Dataset items:
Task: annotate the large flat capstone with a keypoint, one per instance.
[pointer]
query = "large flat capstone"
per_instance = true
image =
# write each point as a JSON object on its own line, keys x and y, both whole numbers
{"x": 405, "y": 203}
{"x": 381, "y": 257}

## Problem to solve
Write out the records above line for line, without any change.

## Solution
Task: annotate the large flat capstone with a keypoint, one per instance.
[pointer]
query = "large flat capstone"
per_instance = true
image =
# write each point as a JSON object on its own line, keys x and y, both whole numbers
{"x": 405, "y": 203}
{"x": 381, "y": 257}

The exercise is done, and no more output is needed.